## Task prompt
Copy the records from the start through the line with "Now the <item>pier", swapping "outline" for "contour" and keeping everything else the same. Omit the pictures.

## Collection entries

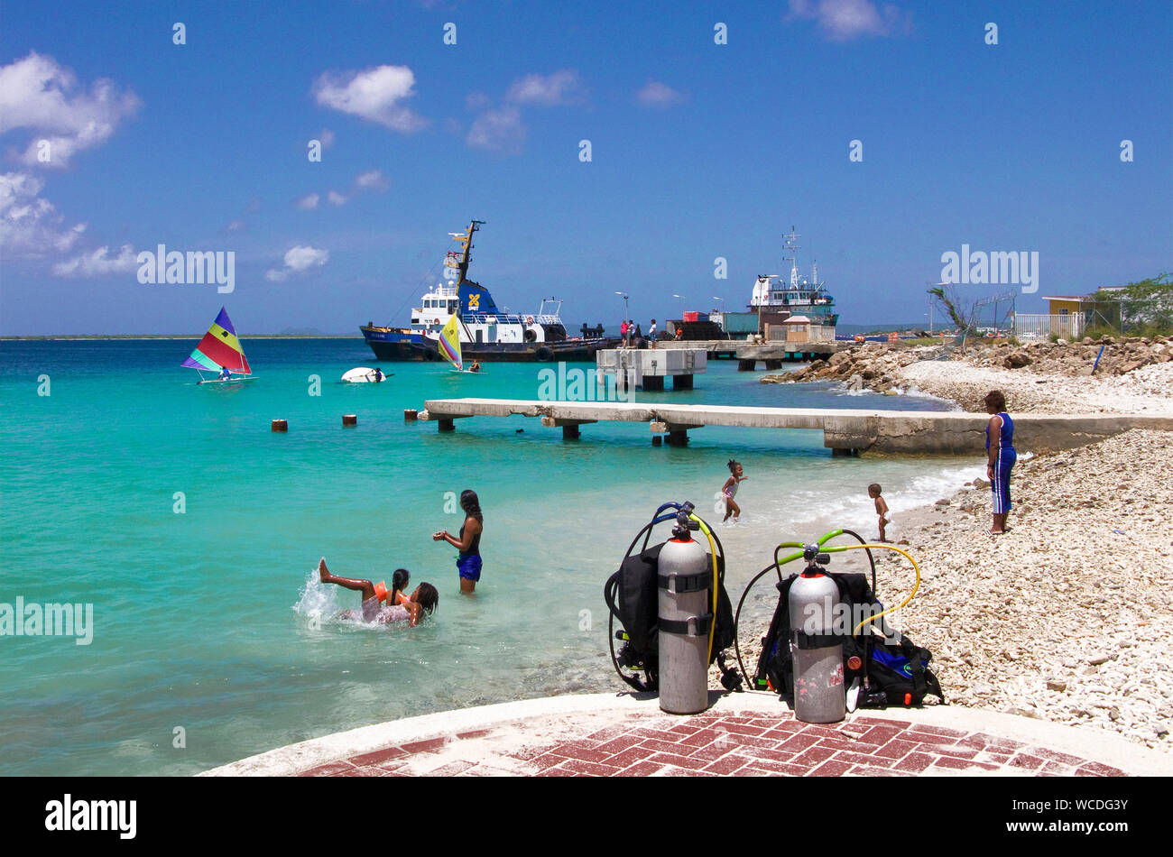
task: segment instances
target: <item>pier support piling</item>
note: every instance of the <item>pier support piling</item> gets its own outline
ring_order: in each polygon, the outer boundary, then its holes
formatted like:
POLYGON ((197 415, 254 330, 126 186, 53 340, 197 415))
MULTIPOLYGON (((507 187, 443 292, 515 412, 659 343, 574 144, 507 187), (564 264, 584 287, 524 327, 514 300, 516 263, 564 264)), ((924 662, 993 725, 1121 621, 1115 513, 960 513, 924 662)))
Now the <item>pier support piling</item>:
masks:
POLYGON ((542 417, 542 424, 547 428, 562 429, 562 440, 564 441, 577 441, 582 437, 582 431, 578 430, 578 427, 589 422, 597 422, 597 420, 561 420, 554 416, 542 417))

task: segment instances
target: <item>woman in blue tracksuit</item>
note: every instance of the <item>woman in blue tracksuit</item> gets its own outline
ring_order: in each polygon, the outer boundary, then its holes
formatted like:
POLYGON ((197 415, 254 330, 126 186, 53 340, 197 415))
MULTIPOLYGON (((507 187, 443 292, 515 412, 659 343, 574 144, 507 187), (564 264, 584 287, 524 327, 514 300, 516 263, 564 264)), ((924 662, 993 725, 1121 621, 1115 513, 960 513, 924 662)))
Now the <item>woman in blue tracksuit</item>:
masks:
POLYGON ((990 535, 1001 536, 1006 531, 1006 515, 1010 512, 1010 469, 1018 461, 1013 443, 1015 423, 1006 413, 1006 397, 1002 390, 990 390, 983 402, 985 413, 990 414, 990 422, 985 427, 985 475, 994 492, 990 535))

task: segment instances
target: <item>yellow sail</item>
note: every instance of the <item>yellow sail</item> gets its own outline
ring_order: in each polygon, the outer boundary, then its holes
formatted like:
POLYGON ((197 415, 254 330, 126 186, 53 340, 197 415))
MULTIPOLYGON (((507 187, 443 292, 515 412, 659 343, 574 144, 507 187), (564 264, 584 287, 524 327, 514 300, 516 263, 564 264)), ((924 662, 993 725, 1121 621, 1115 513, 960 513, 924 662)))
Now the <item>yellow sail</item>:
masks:
POLYGON ((436 345, 440 353, 445 355, 449 363, 457 369, 463 369, 465 365, 460 360, 460 331, 456 329, 456 317, 452 315, 448 324, 440 331, 440 339, 436 345))

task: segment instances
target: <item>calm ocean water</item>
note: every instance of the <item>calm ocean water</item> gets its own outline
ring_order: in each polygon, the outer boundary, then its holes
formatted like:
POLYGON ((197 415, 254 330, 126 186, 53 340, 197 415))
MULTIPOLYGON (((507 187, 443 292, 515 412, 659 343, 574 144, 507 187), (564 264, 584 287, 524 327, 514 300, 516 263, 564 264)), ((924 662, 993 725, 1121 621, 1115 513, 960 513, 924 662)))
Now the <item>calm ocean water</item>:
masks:
MULTIPOLYGON (((404 408, 535 399, 541 367, 384 363, 387 383, 344 385, 346 369, 374 365, 361 340, 245 338, 256 380, 197 387, 179 368, 195 342, 0 342, 0 604, 91 604, 94 617, 88 646, 0 637, 0 774, 194 774, 401 716, 619 691, 603 581, 659 503, 692 499, 712 521, 728 457, 750 477, 743 523, 719 530, 734 599, 771 540, 832 524, 870 533, 869 482, 899 513, 981 470, 832 458, 818 431, 704 428, 672 449, 653 448, 646 426, 585 426, 567 443, 511 417, 440 436, 404 408), (357 428, 341 428, 344 413, 357 428), (270 433, 273 417, 287 435, 270 433), (486 515, 475 599, 456 594, 455 551, 430 539, 459 529, 446 492, 463 488, 486 515), (358 597, 321 591, 321 556, 375 580, 405 566, 439 586, 440 608, 412 630, 337 621, 358 597)), ((711 362, 692 392, 637 399, 947 408, 758 378, 711 362)))

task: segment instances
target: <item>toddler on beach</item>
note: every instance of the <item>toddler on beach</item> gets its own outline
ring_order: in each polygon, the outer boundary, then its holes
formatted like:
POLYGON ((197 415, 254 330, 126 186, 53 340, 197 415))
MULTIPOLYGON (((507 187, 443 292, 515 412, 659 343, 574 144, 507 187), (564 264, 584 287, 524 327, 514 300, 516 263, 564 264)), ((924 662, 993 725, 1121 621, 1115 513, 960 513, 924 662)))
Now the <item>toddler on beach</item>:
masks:
POLYGON ((733 501, 733 497, 737 495, 738 483, 745 482, 750 478, 748 476, 741 475, 741 465, 732 458, 730 458, 726 467, 728 467, 730 474, 732 475, 725 479, 725 484, 721 487, 721 494, 725 495, 725 517, 721 518, 721 523, 728 521, 730 515, 733 516, 734 521, 738 521, 741 517, 741 508, 733 501))
POLYGON ((890 524, 891 519, 886 517, 888 515, 888 504, 884 502, 883 497, 880 496, 880 492, 883 489, 880 488, 879 482, 873 482, 870 485, 868 485, 868 496, 875 499, 876 515, 880 517, 880 540, 887 542, 888 539, 884 537, 883 528, 884 524, 890 524))

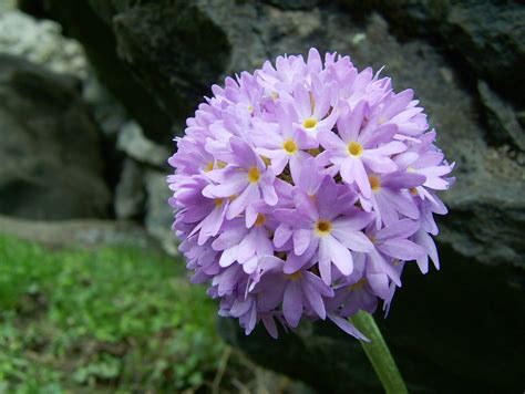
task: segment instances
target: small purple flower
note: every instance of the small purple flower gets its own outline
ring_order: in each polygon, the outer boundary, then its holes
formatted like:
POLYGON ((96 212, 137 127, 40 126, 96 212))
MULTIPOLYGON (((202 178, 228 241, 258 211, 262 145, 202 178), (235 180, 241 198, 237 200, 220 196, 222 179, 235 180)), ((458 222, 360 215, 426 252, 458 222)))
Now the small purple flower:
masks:
POLYGON ((380 301, 388 313, 406 265, 440 267, 454 164, 414 93, 315 49, 212 92, 168 159, 192 282, 246 334, 321 319, 366 340, 349 318, 380 301))

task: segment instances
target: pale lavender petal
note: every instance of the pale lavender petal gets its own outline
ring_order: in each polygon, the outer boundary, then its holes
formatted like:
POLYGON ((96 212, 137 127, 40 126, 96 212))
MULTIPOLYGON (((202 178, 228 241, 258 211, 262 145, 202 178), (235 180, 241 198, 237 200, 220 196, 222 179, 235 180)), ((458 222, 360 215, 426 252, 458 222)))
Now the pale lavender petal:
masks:
POLYGON ((290 326, 297 326, 302 315, 302 291, 298 281, 290 281, 282 299, 282 314, 290 326))

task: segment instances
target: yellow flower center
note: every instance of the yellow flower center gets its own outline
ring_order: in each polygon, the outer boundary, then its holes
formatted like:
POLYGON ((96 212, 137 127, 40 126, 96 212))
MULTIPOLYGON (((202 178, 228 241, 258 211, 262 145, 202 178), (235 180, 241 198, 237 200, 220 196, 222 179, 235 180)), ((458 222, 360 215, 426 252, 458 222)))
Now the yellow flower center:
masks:
POLYGON ((316 224, 316 234, 319 237, 328 236, 332 231, 332 224, 328 220, 320 219, 316 224))
POLYGON ((251 167, 250 169, 248 169, 248 180, 251 184, 257 184, 259 182, 259 178, 260 178, 259 168, 251 167))
POLYGON ((206 167, 204 167, 205 173, 209 173, 212 169, 214 169, 214 162, 209 162, 206 167))
POLYGON ((352 141, 350 144, 348 144, 348 153, 352 156, 359 157, 363 153, 363 147, 361 144, 352 141))
POLYGON ((255 219, 255 227, 260 227, 266 222, 266 216, 262 214, 257 214, 257 219, 255 219))
POLYGON ((262 163, 265 163, 267 167, 271 164, 271 160, 266 156, 260 156, 260 159, 262 160, 262 163))
POLYGON ((302 278, 302 272, 297 271, 297 272, 290 273, 288 278, 290 278, 290 280, 299 280, 302 278))
POLYGON ((286 151, 287 154, 294 155, 297 152, 297 144, 291 139, 287 139, 282 144, 282 148, 286 151))
POLYGON ((377 177, 375 175, 370 175, 368 177, 368 180, 370 182, 370 187, 372 188, 372 191, 381 190, 381 179, 379 179, 379 177, 377 177))
POLYGON ((305 128, 313 128, 317 126, 317 120, 315 120, 313 117, 307 117, 305 122, 302 122, 302 125, 305 126, 305 128))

## Answer to the problem
task: segment instances
target: <item>pier support piling</item>
note: every instance of the <item>pier support piling</item> gets its own contour
ring_order: in each polygon, the outer boundary, then its holes
formatted like:
POLYGON ((197 415, 254 330, 126 186, 53 340, 197 415))
MULTIPOLYGON (((507 187, 443 292, 515 412, 659 343, 574 144, 507 187), (564 264, 584 287, 524 327, 514 300, 516 263, 564 264)), ((924 662, 993 725, 1121 621, 1115 513, 960 513, 924 662)))
Now the <item>pier support piling</item>:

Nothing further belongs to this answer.